Please write out the listing again, starting at the line that has "In this exercise you will locate the brick facade" and running through the end of the listing, with "set a dot" swapped for "place a marker" and everything else left unchanged.

━━━━━ Records shown

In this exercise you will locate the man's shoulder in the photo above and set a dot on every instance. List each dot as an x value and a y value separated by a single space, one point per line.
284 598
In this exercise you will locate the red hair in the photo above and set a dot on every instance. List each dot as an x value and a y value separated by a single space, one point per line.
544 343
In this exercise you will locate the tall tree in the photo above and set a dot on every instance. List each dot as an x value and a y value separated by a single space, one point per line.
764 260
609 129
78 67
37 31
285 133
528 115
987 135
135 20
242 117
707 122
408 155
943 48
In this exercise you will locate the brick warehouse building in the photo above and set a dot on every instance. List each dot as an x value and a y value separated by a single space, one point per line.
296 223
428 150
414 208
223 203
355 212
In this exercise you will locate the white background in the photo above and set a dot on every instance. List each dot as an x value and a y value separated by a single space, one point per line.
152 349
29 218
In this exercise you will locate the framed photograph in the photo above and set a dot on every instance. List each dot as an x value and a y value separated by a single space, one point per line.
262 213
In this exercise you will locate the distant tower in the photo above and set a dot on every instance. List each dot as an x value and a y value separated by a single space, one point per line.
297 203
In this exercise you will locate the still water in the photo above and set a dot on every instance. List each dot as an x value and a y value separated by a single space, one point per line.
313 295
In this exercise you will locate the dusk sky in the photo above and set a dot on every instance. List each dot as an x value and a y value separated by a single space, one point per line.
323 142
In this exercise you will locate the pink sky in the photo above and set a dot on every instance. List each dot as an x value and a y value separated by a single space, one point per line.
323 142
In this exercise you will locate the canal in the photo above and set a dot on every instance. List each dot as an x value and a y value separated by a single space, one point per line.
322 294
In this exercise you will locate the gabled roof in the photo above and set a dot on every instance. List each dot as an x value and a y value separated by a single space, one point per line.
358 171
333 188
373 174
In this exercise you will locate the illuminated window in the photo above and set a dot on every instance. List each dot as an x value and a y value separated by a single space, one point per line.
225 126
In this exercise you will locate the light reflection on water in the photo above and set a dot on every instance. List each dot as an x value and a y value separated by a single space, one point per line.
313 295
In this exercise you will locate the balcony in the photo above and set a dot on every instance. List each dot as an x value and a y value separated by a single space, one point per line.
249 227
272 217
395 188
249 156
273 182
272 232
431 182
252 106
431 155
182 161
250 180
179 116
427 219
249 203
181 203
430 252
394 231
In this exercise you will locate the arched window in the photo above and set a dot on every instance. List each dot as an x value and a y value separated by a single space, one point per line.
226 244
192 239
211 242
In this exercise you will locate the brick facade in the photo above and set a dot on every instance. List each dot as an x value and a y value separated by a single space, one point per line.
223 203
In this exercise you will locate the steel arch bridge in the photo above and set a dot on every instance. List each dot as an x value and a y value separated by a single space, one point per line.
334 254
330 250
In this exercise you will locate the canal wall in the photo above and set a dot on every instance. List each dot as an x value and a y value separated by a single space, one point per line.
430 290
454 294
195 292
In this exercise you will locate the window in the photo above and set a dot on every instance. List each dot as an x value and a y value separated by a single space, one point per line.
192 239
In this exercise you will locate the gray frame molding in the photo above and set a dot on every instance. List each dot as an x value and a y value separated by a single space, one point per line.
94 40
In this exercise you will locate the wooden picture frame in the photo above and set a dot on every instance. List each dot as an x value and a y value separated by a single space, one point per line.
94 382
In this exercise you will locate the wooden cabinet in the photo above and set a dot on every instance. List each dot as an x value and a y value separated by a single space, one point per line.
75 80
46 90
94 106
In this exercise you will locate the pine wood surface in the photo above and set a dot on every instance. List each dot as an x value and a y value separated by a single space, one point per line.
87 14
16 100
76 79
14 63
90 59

━━━━━━━━━━

• [The solution]
In this exercise you will locate the brick facade in the photo above and place a marker on every instance. List each dot as an x value and a y value separated by a single space, one point per line.
223 203
In this exercise you will locate the steel arch bridge in the photo above and place a marker on every instance. List each dot as an x value and a y value separated by a single space, one point per line.
334 254
330 250
In this exercise you will locate the canal wall in the photo above and place a marker on every instance. List each dot as an x value and a y value separated by a single space, one point per line.
430 290
454 294
195 292
In this exercise you will locate the window in the photo above and place a marker on every instance. List each dot as an x value and a y value separated by a single space, one point per line.
192 239
In this exercise you will locate the gray frame molding in the photo above and place a marker on every instance. List each dot as an x value and a y value separated by a single space, one point per line.
94 40
In this exercise you will locate the wooden picture frame in the photo above and place a marker on every instance. List each dot as an x value and a y value separated by a single space, one point per line.
94 382
In this exercise you will locate the wooden cabinet in the photo above and place a marker on every instance. List each dot as an x value and a y value separated by a single space, one point per line.
75 80
46 90
94 106
In this exercise you will locate the pine wood surface in the photo above and place a marker on every instance. List each dot as an x value and a y value separated by a single space, one point per line.
87 14
16 100
76 79
14 63
90 59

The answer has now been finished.